▶ EXERCISE MATERIAL
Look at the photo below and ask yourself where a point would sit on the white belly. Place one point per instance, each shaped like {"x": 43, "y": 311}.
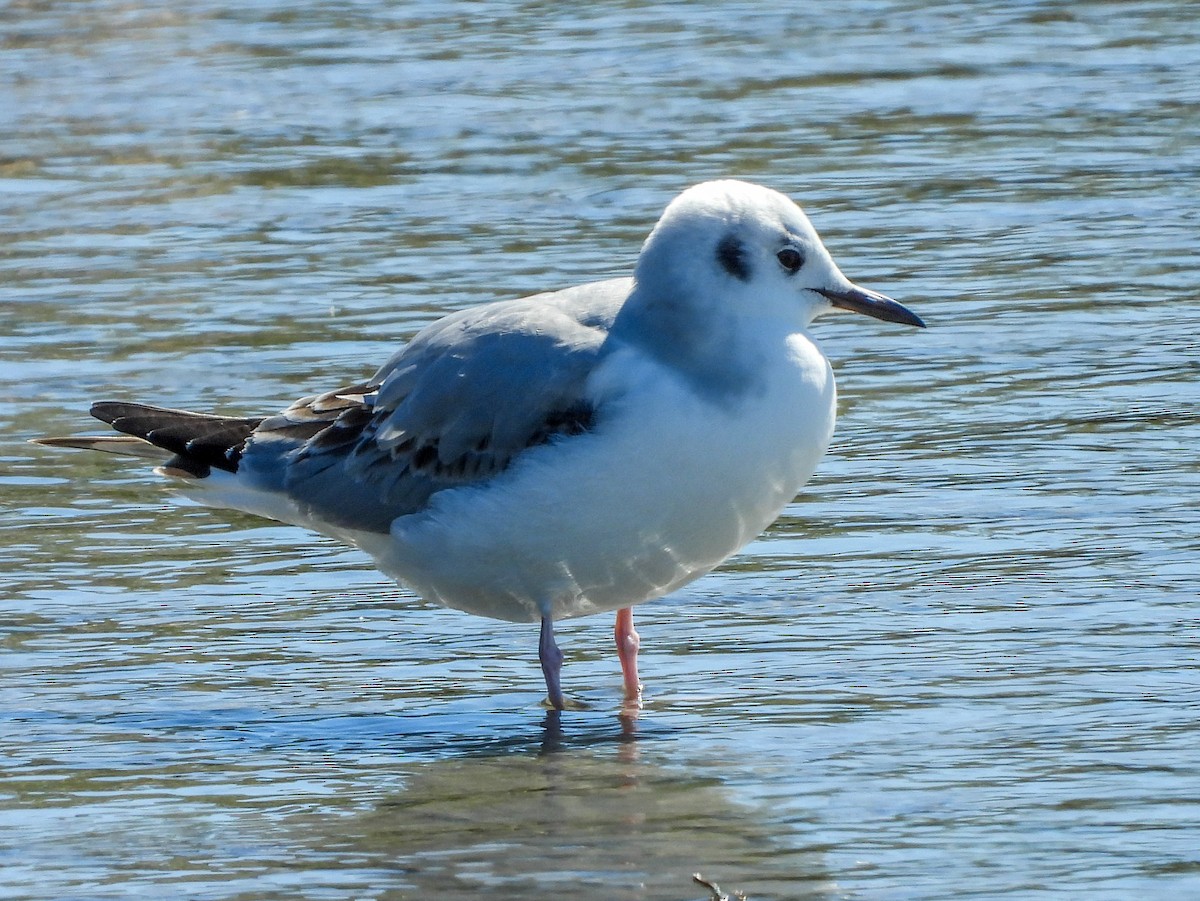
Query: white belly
{"x": 665, "y": 488}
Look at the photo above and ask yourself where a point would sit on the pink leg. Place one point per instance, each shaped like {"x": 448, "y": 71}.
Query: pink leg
{"x": 628, "y": 642}
{"x": 551, "y": 664}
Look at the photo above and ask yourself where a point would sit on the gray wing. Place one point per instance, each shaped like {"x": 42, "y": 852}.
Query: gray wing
{"x": 456, "y": 406}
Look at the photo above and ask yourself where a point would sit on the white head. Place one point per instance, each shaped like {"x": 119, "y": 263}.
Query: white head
{"x": 747, "y": 240}
{"x": 725, "y": 257}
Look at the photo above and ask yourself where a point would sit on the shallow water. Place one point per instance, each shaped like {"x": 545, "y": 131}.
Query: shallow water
{"x": 961, "y": 665}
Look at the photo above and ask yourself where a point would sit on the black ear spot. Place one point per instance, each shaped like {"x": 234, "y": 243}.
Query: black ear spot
{"x": 732, "y": 257}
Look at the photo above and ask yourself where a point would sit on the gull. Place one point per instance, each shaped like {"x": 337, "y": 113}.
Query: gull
{"x": 571, "y": 452}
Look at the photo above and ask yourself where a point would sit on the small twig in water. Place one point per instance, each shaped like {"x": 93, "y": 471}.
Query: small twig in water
{"x": 717, "y": 889}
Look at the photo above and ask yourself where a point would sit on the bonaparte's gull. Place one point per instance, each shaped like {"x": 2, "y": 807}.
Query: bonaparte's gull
{"x": 564, "y": 454}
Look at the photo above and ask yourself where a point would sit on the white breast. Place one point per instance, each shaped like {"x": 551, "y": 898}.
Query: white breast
{"x": 665, "y": 488}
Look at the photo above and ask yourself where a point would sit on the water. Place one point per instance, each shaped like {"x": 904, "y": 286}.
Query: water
{"x": 963, "y": 664}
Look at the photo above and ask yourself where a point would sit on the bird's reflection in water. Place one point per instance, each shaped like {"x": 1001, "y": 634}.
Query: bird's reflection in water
{"x": 595, "y": 815}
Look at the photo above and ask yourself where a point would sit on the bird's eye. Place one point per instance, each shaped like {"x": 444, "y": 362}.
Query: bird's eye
{"x": 790, "y": 259}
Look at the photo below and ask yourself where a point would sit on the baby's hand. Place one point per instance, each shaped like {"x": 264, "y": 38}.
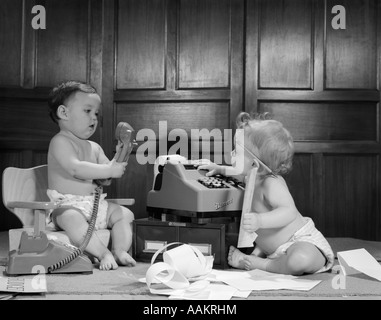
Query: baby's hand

▶ THE REQUEST
Write the lines from the line containing "the bird's reflection" through the last line of the data out again exactly, and only those lines; pictures stay out.

▶ EXERCISE ANSWER
Look at the photo above and ask yourself where a point would sit on the bird's reflection in water. Place one point per instance, each shaped like {"x": 1001, "y": 634}.
Query: bird's reflection in water
{"x": 595, "y": 815}
Look at the photo above and ask yourself where a point would sit on the bird's eye. Place one point per instance, each shaped like {"x": 444, "y": 362}.
Query: bird's eye
{"x": 790, "y": 259}
Look at the photo below and ask yourself where a point would sit on the baby's hand. Place one point per instance, each shaped like {"x": 264, "y": 38}.
Query: baby's hand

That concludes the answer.